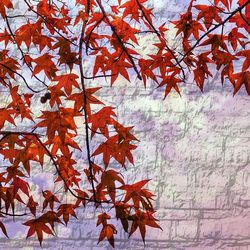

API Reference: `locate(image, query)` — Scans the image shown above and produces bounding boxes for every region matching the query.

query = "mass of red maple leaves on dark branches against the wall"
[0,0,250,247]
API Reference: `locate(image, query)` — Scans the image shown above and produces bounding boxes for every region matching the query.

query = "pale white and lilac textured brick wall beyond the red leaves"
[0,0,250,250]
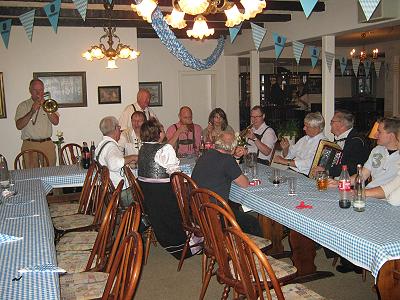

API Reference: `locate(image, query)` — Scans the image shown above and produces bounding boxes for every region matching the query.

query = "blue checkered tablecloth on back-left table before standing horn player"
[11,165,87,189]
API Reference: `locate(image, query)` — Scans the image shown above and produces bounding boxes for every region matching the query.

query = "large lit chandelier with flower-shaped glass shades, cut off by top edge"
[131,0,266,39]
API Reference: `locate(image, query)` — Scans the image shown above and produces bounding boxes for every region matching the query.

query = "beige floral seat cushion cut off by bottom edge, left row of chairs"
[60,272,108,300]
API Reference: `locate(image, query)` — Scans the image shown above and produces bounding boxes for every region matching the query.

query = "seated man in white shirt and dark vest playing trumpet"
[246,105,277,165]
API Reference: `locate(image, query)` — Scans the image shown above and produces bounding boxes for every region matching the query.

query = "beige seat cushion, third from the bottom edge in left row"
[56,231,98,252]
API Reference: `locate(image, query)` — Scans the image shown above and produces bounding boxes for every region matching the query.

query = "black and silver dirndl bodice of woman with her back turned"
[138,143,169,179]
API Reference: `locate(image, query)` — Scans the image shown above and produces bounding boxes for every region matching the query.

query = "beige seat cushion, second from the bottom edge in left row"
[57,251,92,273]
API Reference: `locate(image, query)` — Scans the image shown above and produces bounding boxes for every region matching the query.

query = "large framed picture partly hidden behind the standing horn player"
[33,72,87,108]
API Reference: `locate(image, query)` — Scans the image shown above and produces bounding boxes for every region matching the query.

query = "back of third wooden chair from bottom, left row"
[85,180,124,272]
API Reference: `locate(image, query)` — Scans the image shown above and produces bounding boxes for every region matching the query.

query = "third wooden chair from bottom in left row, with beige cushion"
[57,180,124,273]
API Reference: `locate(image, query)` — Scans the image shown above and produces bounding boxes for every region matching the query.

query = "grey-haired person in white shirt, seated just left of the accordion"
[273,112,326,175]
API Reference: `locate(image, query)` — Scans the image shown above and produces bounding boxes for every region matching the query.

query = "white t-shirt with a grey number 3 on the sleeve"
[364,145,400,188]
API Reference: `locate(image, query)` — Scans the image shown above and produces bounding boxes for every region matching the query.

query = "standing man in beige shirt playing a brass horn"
★ ★ ★ ★ ★
## TASK OBJECTIVE
Please print an exact copy of the records, with no pictures.

## TASK RESPONSE
API Reference: `locate(image, query)` — Scans the image shown above and produces bounding boxes for every region matching the query.

query = "mass of red maple leaves on dark branches against the wall"
[0,0,250,247]
API Reference: `locate(image, query)` — Scans the image shown above and produces bounding boxes for every region matching the query.

query = "pale white and lilac textured brick wall beyond the red leaves"
[0,0,250,250]

API Reference: `locate(image, query)` — Scans the image shown above and produces bounding boxes for every region matching the query.

query = "blue checkered tablecloth on back-left table before standing horn player"
[11,165,87,189]
API Reference: `locate(image, query)` — Scans the image shown above and produces bounding boxes for every region matching the query.

query = "large lit chandelier with flower-shaped glass shades, cut off by top edge"
[131,0,266,39]
API Reference: `locate(image, query)` — Scans the image shown above and produces bounding boxes for every region matching the query.

query = "beige floral seat cushion cut off by bottom edge, left row of chairs"
[60,272,108,300]
API Reference: `locate(image, query)` — Scans the image shown above and produces bounding boxes for every region matching the query.

query = "seated man in white shirt and dark vest playing trumpet"
[246,105,277,165]
API Reference: `locate(image, query)` — Scans the image shown above and produces bounding boxes for every region matching the query.

query = "beige seat cushion, third from the bottom edge in left row"
[56,231,98,252]
API Reference: `locate(image, query)` — Scans the image shown above and produces bounding boxes for every region matching the query.

query = "black and silver dirndl bodice of woman with her back turned"
[138,143,169,179]
API Reference: `locate(image, query)` — Scans the image shown above and produces bounding boxes for every region matching the query.

query = "beige seat cushion, second from the bottom edge in left row"
[57,251,92,273]
API Reference: `locate(image, query)` — Scans the image shown above and produces bounding boxes for every region matching the query.

query = "large framed picture partly hidden behind the standing horn player"
[33,72,87,108]
API Reference: `locate(image, query)` — Scans the image shown above and produces bounding boxes for every region matching the query.

query = "back of third wooden chair from bottom, left row"
[85,180,124,272]
API Reference: `locate(image, query)` — Scans the image shown above and produces bounding boxes for every region matching the query.

query = "third wooden chair from bottom in left row, with beige cushion"
[57,180,124,273]
API Reference: `locate(image, query)` — Scans the image shown above and produces bounding boxes for every region matching the query.

query = "grey-haired person in white shirt, seated just left of the accordion"
[273,112,326,175]
API Reference: `locate(image, query)` — Scans the image shown above and produces bounding boxes for every region matching the query.

query = "white t-shirt with a grey number 3 on the sleeve"
[364,145,400,188]
API Reference: `locate(image, query)` — Scans the image shown above and produces bounding boxes for every region matching the query.

query = "standing man in beige shirt playing a brass horn"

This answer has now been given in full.